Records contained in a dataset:
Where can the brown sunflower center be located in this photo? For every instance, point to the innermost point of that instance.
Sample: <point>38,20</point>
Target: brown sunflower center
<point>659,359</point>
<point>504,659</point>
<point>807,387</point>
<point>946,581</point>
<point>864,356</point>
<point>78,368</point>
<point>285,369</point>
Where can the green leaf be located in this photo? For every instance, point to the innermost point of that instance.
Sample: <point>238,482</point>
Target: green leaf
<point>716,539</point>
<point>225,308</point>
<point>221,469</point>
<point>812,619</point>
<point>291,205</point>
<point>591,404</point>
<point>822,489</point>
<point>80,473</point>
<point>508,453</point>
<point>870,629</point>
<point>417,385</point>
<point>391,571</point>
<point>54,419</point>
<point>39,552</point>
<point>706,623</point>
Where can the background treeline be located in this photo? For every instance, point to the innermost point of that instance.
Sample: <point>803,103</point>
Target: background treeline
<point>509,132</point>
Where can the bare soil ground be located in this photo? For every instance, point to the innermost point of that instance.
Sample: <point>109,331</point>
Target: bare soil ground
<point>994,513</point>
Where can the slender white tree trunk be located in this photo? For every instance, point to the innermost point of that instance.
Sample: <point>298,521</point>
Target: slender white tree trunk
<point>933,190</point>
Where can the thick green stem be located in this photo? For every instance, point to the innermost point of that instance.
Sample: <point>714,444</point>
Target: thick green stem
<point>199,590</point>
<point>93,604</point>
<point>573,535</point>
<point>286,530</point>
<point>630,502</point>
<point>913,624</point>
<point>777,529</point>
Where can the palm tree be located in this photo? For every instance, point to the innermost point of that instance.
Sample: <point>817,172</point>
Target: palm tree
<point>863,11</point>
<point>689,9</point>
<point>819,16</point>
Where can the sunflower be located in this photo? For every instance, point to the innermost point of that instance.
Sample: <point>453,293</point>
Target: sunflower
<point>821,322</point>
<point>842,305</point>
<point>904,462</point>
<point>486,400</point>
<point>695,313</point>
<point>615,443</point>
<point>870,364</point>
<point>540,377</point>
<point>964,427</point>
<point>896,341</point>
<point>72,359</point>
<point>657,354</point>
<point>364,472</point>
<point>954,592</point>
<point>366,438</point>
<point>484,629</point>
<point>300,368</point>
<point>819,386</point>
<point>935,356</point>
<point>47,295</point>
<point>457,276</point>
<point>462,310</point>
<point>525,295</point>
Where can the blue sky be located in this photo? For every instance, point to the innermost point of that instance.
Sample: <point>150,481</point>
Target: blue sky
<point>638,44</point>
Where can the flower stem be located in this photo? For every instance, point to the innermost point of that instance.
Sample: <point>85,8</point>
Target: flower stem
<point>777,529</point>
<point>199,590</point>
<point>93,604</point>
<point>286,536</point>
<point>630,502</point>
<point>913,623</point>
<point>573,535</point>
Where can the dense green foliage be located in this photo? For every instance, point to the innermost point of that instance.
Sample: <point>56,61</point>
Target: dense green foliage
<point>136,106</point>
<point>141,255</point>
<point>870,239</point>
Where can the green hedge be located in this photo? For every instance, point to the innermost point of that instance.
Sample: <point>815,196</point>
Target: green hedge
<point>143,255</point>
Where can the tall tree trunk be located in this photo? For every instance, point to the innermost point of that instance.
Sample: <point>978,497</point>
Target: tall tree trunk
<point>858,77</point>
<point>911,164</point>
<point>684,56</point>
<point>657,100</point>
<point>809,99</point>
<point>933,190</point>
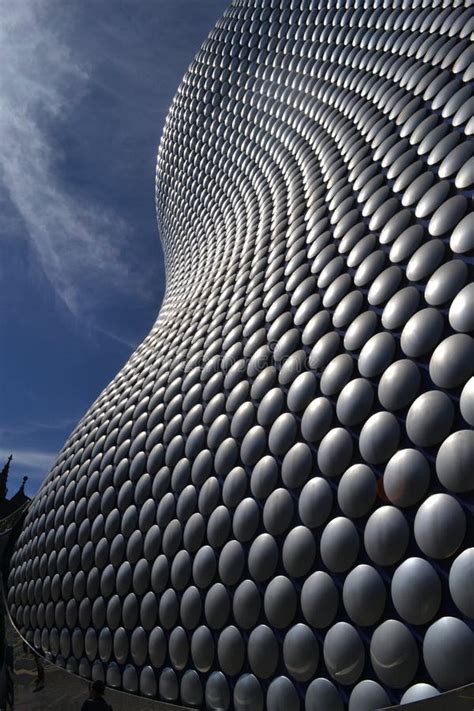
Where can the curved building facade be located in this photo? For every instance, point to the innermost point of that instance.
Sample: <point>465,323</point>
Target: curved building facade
<point>268,507</point>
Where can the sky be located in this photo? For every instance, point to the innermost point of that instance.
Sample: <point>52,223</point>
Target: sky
<point>84,92</point>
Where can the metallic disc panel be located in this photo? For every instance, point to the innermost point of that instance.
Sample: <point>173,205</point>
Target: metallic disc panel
<point>267,508</point>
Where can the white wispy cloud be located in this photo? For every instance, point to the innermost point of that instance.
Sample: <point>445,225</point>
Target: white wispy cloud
<point>79,242</point>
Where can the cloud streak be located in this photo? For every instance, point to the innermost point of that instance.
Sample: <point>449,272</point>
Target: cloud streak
<point>80,242</point>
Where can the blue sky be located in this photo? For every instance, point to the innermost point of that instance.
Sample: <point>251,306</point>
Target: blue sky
<point>84,91</point>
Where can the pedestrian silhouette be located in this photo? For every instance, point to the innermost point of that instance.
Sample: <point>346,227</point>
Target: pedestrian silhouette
<point>96,701</point>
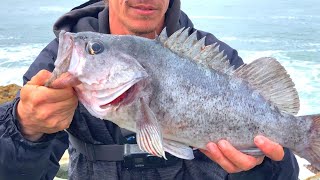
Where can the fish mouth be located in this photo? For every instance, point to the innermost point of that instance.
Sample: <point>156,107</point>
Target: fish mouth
<point>121,96</point>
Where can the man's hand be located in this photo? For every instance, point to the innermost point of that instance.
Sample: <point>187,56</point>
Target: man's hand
<point>44,110</point>
<point>233,161</point>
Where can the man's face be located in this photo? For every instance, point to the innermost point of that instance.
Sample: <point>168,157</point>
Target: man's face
<point>138,16</point>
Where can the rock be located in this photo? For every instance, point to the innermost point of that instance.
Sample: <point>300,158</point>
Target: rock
<point>8,93</point>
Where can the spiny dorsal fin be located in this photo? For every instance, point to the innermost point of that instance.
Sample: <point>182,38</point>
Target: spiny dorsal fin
<point>269,77</point>
<point>189,46</point>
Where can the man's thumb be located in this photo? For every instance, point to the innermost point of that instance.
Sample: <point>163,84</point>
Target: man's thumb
<point>40,78</point>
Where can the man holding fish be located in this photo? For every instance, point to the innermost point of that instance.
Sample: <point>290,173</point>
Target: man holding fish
<point>31,127</point>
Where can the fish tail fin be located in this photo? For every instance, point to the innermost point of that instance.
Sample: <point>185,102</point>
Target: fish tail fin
<point>311,151</point>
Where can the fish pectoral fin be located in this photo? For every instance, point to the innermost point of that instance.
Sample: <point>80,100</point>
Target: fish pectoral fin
<point>178,149</point>
<point>252,152</point>
<point>149,137</point>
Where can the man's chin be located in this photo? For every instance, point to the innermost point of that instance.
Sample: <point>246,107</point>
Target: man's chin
<point>142,29</point>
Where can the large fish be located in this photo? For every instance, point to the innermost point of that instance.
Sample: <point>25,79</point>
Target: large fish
<point>177,93</point>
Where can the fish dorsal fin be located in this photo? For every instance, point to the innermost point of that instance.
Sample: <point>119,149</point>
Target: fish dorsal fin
<point>189,46</point>
<point>270,79</point>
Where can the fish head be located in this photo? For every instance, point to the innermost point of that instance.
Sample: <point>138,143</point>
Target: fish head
<point>109,79</point>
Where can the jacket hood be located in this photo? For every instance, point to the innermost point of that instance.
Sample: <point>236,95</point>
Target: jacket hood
<point>94,16</point>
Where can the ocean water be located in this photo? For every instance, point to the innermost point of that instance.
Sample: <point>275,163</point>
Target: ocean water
<point>288,30</point>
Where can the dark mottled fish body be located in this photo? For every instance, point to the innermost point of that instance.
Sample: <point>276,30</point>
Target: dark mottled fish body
<point>175,92</point>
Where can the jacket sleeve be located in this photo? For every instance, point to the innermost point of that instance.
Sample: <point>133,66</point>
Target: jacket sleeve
<point>23,159</point>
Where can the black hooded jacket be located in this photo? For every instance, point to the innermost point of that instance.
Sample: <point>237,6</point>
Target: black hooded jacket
<point>22,159</point>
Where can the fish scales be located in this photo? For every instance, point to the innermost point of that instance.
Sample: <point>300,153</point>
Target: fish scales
<point>174,98</point>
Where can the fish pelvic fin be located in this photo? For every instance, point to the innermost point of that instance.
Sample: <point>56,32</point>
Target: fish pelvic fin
<point>187,45</point>
<point>149,137</point>
<point>178,149</point>
<point>268,77</point>
<point>311,152</point>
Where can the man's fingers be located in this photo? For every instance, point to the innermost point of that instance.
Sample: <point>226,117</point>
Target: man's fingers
<point>215,154</point>
<point>40,78</point>
<point>241,160</point>
<point>271,149</point>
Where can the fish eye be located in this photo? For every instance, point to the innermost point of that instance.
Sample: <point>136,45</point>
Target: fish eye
<point>94,48</point>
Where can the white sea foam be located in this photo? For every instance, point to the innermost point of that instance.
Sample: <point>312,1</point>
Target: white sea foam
<point>284,17</point>
<point>221,17</point>
<point>55,9</point>
<point>246,40</point>
<point>14,61</point>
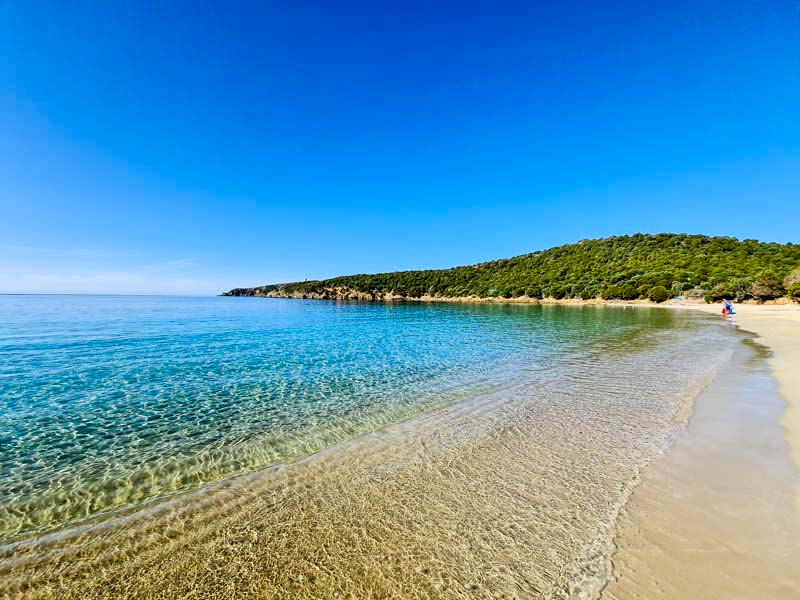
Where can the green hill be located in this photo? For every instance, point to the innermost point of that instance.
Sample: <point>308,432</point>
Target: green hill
<point>623,267</point>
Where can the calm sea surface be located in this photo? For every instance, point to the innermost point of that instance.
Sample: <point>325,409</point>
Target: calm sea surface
<point>107,402</point>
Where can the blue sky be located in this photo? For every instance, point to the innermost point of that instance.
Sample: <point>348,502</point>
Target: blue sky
<point>195,147</point>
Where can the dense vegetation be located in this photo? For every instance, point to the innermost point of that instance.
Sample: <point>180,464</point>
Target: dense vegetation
<point>657,267</point>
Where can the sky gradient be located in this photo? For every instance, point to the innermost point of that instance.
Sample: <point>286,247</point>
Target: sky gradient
<point>191,149</point>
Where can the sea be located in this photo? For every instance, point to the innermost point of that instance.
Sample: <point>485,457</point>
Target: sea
<point>535,418</point>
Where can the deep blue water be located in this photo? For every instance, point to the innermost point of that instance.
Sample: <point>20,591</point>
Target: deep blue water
<point>110,401</point>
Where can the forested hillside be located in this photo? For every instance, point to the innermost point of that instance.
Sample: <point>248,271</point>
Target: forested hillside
<point>624,267</point>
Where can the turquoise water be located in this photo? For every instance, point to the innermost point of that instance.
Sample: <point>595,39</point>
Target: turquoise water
<point>107,402</point>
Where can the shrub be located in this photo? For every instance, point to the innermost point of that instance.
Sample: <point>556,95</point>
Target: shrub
<point>793,291</point>
<point>658,294</point>
<point>768,287</point>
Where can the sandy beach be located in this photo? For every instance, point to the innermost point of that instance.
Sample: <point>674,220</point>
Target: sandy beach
<point>777,328</point>
<point>717,517</point>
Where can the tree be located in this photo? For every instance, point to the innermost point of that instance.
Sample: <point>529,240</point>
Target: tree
<point>793,291</point>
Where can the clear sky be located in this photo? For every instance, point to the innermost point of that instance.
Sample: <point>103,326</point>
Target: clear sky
<point>194,147</point>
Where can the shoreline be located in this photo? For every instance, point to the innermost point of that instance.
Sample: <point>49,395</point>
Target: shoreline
<point>778,329</point>
<point>717,515</point>
<point>756,319</point>
<point>453,502</point>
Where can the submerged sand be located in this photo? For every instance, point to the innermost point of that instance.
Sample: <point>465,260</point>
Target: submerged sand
<point>718,516</point>
<point>491,498</point>
<point>511,495</point>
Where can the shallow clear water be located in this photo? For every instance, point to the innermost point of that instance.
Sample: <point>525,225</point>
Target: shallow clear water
<point>107,402</point>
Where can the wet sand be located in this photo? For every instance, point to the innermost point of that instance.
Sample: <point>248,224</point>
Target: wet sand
<point>513,495</point>
<point>718,516</point>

Your objective = Skipping every picture, transcribe exactly the lines above from the one containing "Sample: <point>136,45</point>" through the one containing "Sample: <point>556,95</point>", both included.

Task answer =
Sample: <point>136,45</point>
Target: fish eye
<point>94,48</point>
Where can the white sea foam be located in this photo? For every instance, point to the innermost point of that instance.
Sample: <point>312,1</point>
Target: white sea foam
<point>284,17</point>
<point>221,17</point>
<point>55,9</point>
<point>246,40</point>
<point>14,61</point>
Where can the green hill be located in this photo? For every instance, point to the innermost point of that instance.
Sample: <point>308,432</point>
Target: green hill
<point>623,267</point>
Where can the calm sea surface be located in this photo? For every instance, point to the innermost point of that instance.
Sample: <point>325,409</point>
Target: calm sea surface
<point>107,402</point>
Where can the blue sky be located in this photo? For every instance, point to the innermost point of that instance.
Sample: <point>348,502</point>
Target: blue sky
<point>195,147</point>
Where can the dense vegetation be located in this photo? For every instance, point to the innermost point of that instance.
Sample: <point>180,464</point>
Target: dense vegetation
<point>657,267</point>
Where can the sky gradient be located in this photo? For every instance, point to the innermost point of that instance.
Sample: <point>286,247</point>
Target: sky gradient
<point>191,149</point>
Where can the sea be located in this photo? For every instance, point to the innermost point of that instance.
Sample: <point>485,457</point>
Target: sea
<point>535,418</point>
Where can the deep blue water be located in this photo? For every instance, point to the innermost point of that instance.
Sample: <point>20,591</point>
Target: deep blue water
<point>110,401</point>
Where can the forested hillside be located in this photo? For every instance, point to the innermost point of that instance.
Sample: <point>248,271</point>
Target: forested hillside
<point>624,267</point>
Where can the turquoise water be located in this photo? For every instance, point to the innermost point of that instance.
Sample: <point>595,39</point>
Target: turquoise water
<point>107,402</point>
Where can the shrub be located in this photo? For every instance, point to the innermost point of that instance.
Sample: <point>556,95</point>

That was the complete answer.